In a purely feudal system, noble status is ABSOLUTELY INDEPENDENT of personal wealth. (a commoner can, in theory, be richer than a king. Of course, far before this would happen, the king would tax the bejeezus out of HIM, personally, and none of the other nobles, nor even the less-wealthy commoners, would strenuously object. Who in the US would have a problem if there were a 90% net worth tax levied against persons with a networth greater than $10 billion? ) This may not be true in particular realms (Noble status in some might be awarded based on personal wealth, for instance.)

>>>And I betcha in the FWL, LC/LA, and FS nobles would get in hot water for using too much tax money to fund their business ventures and/or failures.<<<

Depends on the planet. Even in these pseudo-democratic states, the nobility is not accountable to the common people. (The First Prince, for instance, may be bound by a constitution, but he is not subject to election or even impeachment.)

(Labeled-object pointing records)
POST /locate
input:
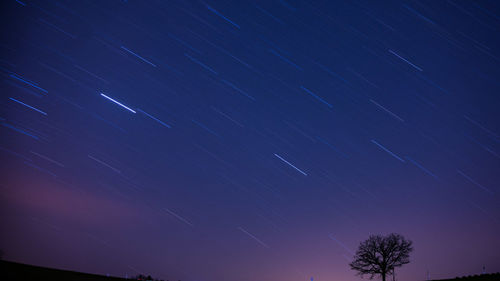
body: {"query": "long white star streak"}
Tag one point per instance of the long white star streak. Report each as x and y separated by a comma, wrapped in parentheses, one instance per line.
(388, 151)
(28, 106)
(405, 60)
(179, 217)
(118, 103)
(290, 164)
(253, 237)
(387, 110)
(105, 164)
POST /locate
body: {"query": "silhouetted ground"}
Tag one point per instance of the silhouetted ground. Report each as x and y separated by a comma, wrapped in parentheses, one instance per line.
(13, 271)
(482, 277)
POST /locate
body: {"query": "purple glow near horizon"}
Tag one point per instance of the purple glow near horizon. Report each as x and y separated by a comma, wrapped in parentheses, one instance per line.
(268, 138)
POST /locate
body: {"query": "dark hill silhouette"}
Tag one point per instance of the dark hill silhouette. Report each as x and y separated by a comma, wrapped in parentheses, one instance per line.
(482, 277)
(13, 271)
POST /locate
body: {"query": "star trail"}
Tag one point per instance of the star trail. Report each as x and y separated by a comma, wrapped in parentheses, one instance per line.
(249, 140)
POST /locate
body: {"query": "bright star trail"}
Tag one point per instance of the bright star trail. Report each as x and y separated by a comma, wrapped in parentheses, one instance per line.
(118, 103)
(249, 140)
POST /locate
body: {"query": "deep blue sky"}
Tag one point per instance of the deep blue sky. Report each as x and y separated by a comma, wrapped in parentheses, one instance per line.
(249, 140)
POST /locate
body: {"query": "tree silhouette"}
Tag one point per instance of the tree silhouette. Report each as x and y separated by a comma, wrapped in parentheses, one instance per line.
(379, 255)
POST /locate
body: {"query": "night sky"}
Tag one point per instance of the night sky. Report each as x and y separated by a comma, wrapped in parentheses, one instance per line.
(249, 140)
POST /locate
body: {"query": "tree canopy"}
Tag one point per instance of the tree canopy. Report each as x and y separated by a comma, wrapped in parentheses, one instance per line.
(379, 255)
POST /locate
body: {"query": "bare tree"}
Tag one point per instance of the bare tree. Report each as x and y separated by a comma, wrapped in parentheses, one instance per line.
(379, 255)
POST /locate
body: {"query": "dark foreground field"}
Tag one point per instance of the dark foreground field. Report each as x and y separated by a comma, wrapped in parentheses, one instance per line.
(12, 271)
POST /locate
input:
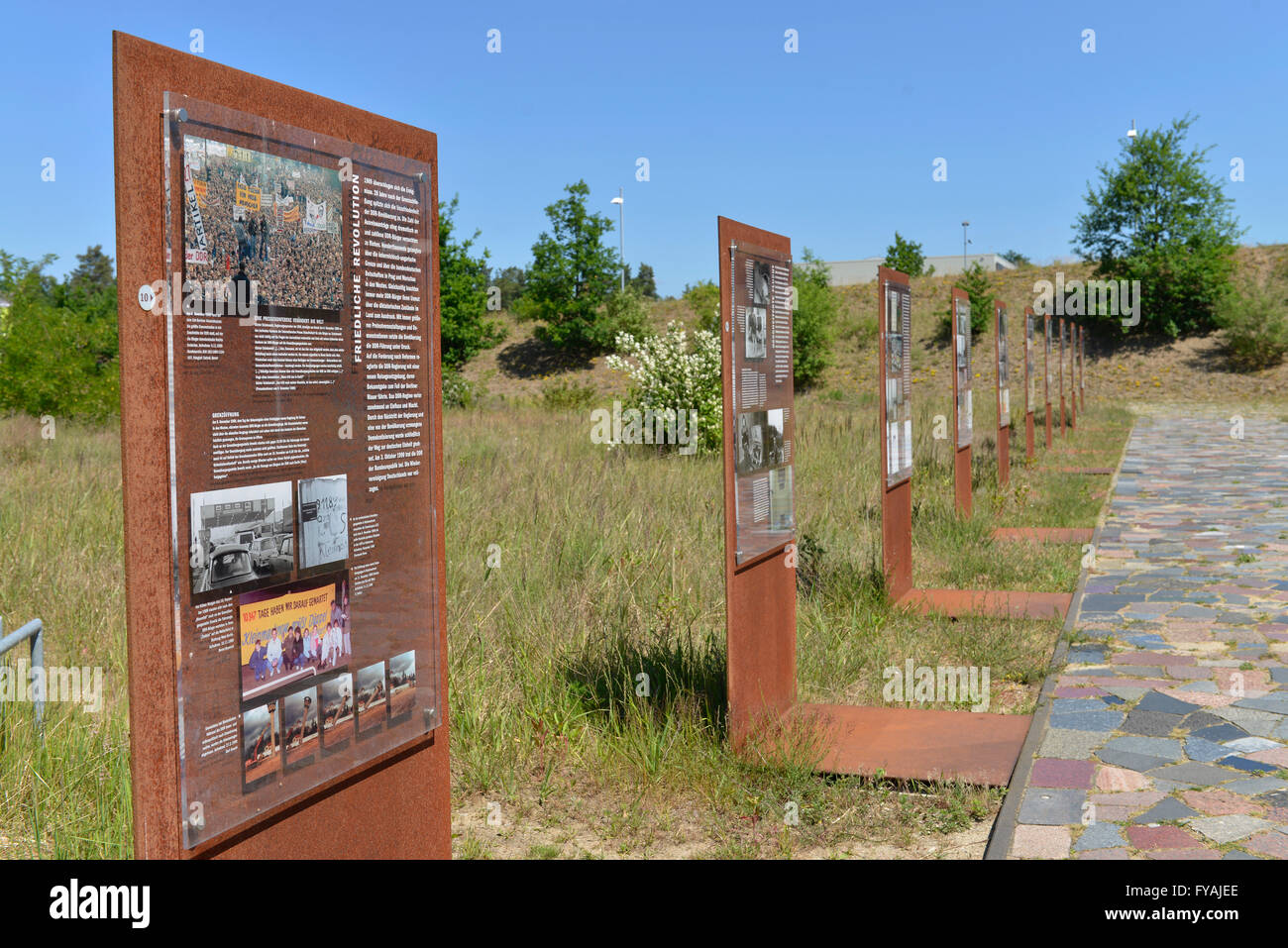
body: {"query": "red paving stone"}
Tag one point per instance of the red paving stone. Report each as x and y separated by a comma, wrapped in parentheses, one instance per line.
(1151, 837)
(1184, 854)
(1089, 691)
(1042, 841)
(1136, 798)
(1120, 780)
(1069, 775)
(1220, 802)
(1269, 844)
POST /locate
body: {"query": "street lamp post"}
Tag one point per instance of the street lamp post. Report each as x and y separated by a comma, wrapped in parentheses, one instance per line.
(621, 231)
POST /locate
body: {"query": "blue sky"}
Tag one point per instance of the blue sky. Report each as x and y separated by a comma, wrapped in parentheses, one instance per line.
(832, 146)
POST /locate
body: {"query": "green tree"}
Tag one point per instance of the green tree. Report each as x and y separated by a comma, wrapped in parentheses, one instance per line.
(58, 348)
(1158, 217)
(814, 320)
(906, 257)
(644, 282)
(93, 273)
(463, 292)
(572, 275)
(511, 282)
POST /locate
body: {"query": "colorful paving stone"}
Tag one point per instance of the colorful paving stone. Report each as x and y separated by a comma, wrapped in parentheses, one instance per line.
(1170, 720)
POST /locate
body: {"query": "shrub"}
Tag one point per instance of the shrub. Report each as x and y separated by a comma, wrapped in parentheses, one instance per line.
(979, 287)
(58, 342)
(463, 281)
(703, 300)
(670, 372)
(906, 257)
(1162, 219)
(572, 275)
(460, 391)
(1254, 320)
(623, 313)
(814, 320)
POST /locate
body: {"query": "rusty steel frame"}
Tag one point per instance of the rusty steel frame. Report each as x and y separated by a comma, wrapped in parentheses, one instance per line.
(393, 806)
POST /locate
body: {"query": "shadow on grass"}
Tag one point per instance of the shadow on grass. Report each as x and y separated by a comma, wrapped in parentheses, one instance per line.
(686, 677)
(533, 359)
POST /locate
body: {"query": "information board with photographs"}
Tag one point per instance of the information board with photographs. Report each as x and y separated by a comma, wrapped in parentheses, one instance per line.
(763, 410)
(1046, 359)
(299, 326)
(1029, 377)
(1004, 372)
(961, 364)
(1064, 359)
(1082, 359)
(897, 348)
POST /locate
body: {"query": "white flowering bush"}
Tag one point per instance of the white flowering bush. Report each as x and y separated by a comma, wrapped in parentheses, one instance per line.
(670, 373)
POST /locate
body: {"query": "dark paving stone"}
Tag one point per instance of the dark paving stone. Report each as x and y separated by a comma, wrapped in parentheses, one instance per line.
(1275, 702)
(1220, 733)
(1151, 723)
(1202, 719)
(1087, 720)
(1107, 601)
(1155, 700)
(1164, 811)
(1193, 775)
(1132, 762)
(1250, 766)
(1100, 836)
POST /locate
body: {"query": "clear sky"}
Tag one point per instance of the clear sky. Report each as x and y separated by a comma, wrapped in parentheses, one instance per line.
(832, 146)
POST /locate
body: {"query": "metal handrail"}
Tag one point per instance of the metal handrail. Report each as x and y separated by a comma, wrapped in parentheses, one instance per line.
(34, 630)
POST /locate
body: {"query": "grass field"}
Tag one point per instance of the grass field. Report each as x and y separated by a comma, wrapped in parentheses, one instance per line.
(610, 565)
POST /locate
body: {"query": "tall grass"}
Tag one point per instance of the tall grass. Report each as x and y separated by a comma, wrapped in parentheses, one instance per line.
(60, 559)
(587, 670)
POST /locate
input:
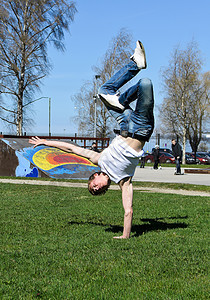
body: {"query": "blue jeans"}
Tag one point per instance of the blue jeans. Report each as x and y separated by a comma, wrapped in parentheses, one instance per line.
(140, 121)
(178, 166)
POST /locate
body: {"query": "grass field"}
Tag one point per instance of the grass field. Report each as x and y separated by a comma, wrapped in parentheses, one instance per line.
(57, 243)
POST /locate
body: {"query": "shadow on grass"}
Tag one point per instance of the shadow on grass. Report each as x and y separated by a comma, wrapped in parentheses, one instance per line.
(151, 225)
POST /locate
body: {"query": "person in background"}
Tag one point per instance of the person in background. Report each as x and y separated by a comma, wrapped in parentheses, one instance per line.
(177, 152)
(156, 155)
(94, 147)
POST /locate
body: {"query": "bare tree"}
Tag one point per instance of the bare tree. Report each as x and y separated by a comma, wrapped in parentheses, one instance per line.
(26, 28)
(115, 57)
(183, 110)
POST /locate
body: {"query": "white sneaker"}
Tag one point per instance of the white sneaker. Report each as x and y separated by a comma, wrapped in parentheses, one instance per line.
(112, 101)
(139, 56)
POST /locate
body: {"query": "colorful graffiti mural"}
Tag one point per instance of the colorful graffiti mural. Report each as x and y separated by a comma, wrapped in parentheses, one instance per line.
(19, 158)
(60, 164)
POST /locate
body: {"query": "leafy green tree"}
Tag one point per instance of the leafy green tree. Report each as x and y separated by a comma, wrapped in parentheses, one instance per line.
(26, 29)
(184, 108)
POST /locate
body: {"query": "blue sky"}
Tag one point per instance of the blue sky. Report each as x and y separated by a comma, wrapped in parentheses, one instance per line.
(160, 25)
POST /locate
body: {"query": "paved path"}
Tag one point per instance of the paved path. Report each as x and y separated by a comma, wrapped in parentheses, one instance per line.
(113, 187)
(167, 175)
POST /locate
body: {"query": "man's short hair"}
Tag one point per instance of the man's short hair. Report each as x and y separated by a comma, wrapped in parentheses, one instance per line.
(101, 191)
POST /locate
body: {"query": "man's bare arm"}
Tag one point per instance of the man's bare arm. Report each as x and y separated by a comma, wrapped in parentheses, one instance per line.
(90, 154)
(127, 199)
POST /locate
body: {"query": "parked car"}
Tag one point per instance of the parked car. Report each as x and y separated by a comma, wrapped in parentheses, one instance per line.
(164, 158)
(191, 160)
(164, 150)
(200, 158)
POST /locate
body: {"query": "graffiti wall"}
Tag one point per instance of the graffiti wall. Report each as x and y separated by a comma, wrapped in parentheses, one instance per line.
(26, 161)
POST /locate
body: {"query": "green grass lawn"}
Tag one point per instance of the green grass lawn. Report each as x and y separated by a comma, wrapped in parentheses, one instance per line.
(57, 243)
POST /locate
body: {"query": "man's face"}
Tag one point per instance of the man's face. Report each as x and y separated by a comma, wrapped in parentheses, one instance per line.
(98, 182)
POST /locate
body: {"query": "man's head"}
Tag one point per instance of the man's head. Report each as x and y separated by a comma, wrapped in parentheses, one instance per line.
(98, 183)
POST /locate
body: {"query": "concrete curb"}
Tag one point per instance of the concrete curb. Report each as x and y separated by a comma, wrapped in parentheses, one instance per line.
(112, 187)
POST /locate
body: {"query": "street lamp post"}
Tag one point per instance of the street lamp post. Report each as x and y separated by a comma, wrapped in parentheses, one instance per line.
(95, 100)
(49, 110)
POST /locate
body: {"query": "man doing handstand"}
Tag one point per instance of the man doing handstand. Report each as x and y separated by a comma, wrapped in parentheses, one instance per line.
(118, 162)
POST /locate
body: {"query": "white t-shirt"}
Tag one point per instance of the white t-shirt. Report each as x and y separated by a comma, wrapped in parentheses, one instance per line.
(119, 160)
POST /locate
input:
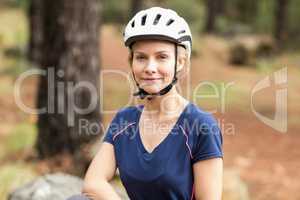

Exercises to complete:
1: In the post on feudal nobility, what is noble status said to be absolutely independent of in a purely feudal system?
2: Repeat a passage from the post on feudal nobility, beginning at the words "In a purely" and stopping after the words "wealth, for instance.)".
The records are not used here.

Results of the exercise:
1: Personal wealth.

2:
In a purely feudal system, noble status is ABSOLUTELY INDEPENDENT of personal wealth. (a commoner can, in theory, be richer than a king. Of course, far before this would happen, the king would tax the bejeezus out of HIM, personally, and none of the other nobles, nor even the less-wealthy commoners, would strenuously object. Who in the US would have a problem if there were a 90% net worth tax levied against persons with a networth greater than $10 billion? ) This may not be true in particular realms (Noble status in some might be awarded based on personal wealth, for instance.)